▶ _Exercise goal_: Below, in the records, repeat the stretch from the line containing "Question. Give the pixel coordinates of a point on the vaulted" through the line containing "x=125, y=96", reproducing every line identically and nothing more.

▶ _Material provided_:
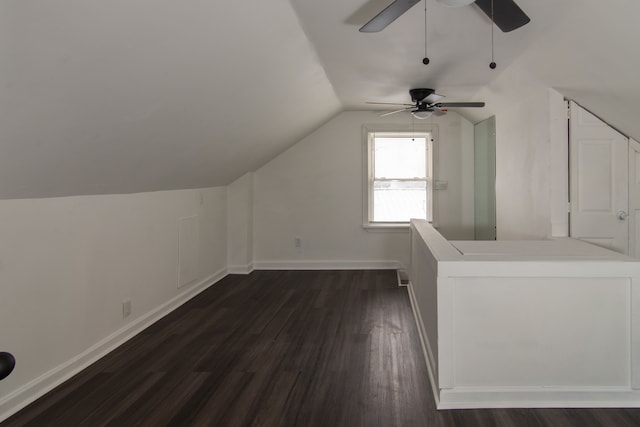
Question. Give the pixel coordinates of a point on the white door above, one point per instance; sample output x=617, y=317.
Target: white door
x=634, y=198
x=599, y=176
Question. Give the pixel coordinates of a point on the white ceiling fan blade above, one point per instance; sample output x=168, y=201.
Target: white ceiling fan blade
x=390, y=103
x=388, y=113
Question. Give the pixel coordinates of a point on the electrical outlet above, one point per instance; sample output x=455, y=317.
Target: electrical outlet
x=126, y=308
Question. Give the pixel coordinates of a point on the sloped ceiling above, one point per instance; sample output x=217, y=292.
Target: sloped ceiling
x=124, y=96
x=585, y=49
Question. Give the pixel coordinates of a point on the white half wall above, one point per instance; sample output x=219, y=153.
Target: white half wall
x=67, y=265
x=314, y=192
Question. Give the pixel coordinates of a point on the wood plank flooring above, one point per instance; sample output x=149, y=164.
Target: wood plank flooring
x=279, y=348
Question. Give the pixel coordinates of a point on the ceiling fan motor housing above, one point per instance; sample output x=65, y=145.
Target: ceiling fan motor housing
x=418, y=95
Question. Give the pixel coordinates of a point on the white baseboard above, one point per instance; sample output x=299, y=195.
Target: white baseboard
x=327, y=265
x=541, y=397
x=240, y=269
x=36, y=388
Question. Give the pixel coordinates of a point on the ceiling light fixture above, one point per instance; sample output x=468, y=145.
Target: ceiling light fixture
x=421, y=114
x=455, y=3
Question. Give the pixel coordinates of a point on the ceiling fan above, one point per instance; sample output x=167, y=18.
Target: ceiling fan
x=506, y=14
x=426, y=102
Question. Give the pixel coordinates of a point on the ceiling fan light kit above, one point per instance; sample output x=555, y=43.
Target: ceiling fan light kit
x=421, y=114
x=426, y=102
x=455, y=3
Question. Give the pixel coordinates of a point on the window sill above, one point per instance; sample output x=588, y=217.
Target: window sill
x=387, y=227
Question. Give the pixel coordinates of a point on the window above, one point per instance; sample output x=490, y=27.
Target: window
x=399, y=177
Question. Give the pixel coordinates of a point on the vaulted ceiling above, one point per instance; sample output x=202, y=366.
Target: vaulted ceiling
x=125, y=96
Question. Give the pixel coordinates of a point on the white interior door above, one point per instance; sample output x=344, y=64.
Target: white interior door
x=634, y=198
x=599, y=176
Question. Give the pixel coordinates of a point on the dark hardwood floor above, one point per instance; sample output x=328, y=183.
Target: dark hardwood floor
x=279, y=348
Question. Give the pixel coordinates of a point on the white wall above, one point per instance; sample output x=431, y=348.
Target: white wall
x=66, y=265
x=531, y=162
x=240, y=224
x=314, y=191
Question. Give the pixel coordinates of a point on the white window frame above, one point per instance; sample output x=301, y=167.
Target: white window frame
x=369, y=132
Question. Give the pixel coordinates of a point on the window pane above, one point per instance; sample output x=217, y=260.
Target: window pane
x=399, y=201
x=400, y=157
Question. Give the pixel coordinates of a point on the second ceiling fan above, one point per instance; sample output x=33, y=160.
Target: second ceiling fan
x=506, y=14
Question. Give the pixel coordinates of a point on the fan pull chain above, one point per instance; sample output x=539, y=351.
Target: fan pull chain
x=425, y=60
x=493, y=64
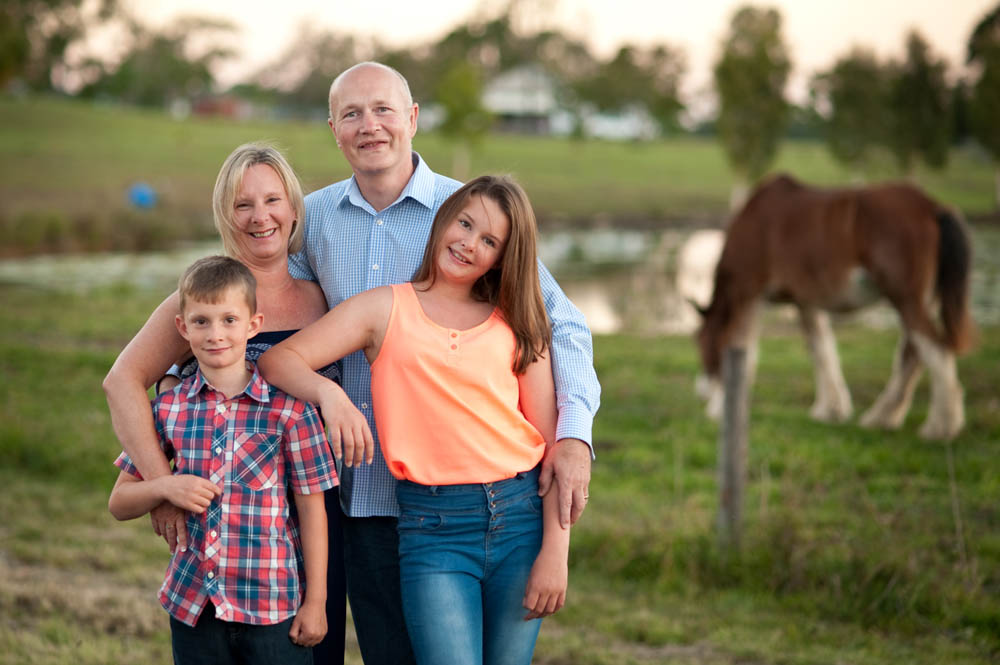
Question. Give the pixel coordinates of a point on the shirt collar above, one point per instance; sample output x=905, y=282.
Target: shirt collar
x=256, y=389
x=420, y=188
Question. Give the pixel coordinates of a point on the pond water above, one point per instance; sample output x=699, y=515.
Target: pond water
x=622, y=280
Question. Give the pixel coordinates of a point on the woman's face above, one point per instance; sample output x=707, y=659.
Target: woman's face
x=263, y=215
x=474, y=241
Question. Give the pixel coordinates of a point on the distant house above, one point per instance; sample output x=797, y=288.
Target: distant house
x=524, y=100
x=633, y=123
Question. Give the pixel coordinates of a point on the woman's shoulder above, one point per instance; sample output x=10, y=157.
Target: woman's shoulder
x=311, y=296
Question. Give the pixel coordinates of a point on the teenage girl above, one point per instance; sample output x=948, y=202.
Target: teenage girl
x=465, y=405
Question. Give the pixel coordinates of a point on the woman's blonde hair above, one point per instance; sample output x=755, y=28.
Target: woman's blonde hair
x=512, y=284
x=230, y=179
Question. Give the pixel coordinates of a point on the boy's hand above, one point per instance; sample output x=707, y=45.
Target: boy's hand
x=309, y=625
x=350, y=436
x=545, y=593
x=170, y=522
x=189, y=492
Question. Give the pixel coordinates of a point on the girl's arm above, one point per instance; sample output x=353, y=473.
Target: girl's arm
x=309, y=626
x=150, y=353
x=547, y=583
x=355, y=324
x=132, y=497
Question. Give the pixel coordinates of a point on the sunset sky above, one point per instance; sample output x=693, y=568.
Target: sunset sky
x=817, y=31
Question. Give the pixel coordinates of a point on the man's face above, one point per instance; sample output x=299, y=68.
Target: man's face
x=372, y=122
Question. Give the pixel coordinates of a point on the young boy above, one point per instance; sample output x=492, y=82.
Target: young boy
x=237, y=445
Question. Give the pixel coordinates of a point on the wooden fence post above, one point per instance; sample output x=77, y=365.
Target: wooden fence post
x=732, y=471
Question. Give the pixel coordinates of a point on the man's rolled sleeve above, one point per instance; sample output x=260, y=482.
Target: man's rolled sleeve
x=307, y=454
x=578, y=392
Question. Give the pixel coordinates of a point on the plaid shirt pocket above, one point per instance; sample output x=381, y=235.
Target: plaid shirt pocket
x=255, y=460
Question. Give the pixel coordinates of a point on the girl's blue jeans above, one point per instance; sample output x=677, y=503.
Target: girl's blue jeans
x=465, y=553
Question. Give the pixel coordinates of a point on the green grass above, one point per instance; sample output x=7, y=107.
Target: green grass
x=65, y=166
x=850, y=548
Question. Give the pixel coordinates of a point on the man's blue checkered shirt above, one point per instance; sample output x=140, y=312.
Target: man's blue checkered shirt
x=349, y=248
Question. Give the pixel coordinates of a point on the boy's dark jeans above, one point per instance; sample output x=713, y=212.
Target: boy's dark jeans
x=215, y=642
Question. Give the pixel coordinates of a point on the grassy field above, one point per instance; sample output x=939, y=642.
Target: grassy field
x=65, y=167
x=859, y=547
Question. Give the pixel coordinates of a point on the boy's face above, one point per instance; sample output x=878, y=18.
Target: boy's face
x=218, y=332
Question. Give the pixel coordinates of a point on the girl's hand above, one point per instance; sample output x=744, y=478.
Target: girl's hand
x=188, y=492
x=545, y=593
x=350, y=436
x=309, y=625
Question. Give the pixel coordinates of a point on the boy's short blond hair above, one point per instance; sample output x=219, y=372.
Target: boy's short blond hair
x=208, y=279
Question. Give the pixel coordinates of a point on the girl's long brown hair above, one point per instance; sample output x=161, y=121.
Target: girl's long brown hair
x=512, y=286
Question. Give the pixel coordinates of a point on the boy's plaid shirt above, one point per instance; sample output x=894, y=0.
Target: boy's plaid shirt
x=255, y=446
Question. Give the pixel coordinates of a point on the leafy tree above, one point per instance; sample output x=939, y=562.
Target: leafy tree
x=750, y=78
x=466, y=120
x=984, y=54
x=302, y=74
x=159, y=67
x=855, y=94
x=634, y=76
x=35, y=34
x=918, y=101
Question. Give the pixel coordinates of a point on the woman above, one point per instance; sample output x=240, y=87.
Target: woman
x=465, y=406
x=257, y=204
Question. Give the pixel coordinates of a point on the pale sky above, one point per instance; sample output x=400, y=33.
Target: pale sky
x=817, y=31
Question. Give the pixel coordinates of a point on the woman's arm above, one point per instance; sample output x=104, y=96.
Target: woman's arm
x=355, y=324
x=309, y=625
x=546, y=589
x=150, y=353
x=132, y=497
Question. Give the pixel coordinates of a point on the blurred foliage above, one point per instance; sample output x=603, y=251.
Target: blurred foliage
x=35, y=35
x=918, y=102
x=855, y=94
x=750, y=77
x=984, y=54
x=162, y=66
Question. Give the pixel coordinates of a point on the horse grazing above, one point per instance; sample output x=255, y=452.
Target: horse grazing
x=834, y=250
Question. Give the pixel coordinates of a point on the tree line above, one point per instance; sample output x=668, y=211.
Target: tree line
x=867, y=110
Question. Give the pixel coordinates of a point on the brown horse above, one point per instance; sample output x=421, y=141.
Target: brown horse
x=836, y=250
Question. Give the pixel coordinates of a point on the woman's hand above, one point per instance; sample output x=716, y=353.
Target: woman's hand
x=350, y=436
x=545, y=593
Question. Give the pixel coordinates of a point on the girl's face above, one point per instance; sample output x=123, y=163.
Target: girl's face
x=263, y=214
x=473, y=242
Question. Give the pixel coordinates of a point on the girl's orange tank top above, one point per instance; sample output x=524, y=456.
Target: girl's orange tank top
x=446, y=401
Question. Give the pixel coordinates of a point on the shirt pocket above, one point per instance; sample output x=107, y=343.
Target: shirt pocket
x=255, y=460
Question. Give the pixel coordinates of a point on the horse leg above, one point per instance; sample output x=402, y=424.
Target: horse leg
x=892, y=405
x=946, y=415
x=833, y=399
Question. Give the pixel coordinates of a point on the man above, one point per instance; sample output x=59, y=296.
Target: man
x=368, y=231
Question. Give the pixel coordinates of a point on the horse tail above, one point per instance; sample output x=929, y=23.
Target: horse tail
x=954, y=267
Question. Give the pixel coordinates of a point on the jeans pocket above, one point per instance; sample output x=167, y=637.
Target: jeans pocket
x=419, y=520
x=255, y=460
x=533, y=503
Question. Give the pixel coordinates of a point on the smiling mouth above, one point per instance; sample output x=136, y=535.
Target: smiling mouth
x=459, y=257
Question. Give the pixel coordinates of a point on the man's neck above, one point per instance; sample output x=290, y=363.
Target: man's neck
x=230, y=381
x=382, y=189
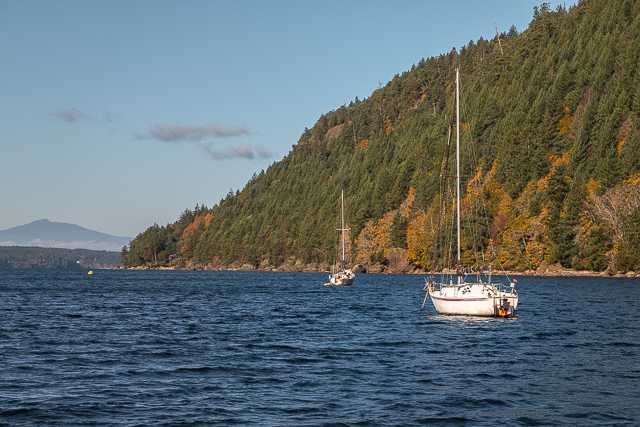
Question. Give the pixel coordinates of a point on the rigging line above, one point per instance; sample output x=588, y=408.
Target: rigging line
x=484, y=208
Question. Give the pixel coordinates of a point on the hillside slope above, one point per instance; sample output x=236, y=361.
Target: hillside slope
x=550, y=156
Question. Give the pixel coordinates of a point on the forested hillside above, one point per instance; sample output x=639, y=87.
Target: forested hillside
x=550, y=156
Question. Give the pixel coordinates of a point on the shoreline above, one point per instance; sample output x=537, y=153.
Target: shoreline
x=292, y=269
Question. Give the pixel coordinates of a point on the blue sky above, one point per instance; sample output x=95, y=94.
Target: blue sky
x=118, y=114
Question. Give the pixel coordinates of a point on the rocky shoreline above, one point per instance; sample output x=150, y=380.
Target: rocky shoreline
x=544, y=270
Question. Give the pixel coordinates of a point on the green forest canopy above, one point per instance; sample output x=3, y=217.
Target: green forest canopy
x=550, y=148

▶ _Result_:
Question. Give the pixel coordinates of a point on the vaulted ceiling above, one point per instance; sample output x=202, y=366.
Target: vaulted ceiling
x=125, y=96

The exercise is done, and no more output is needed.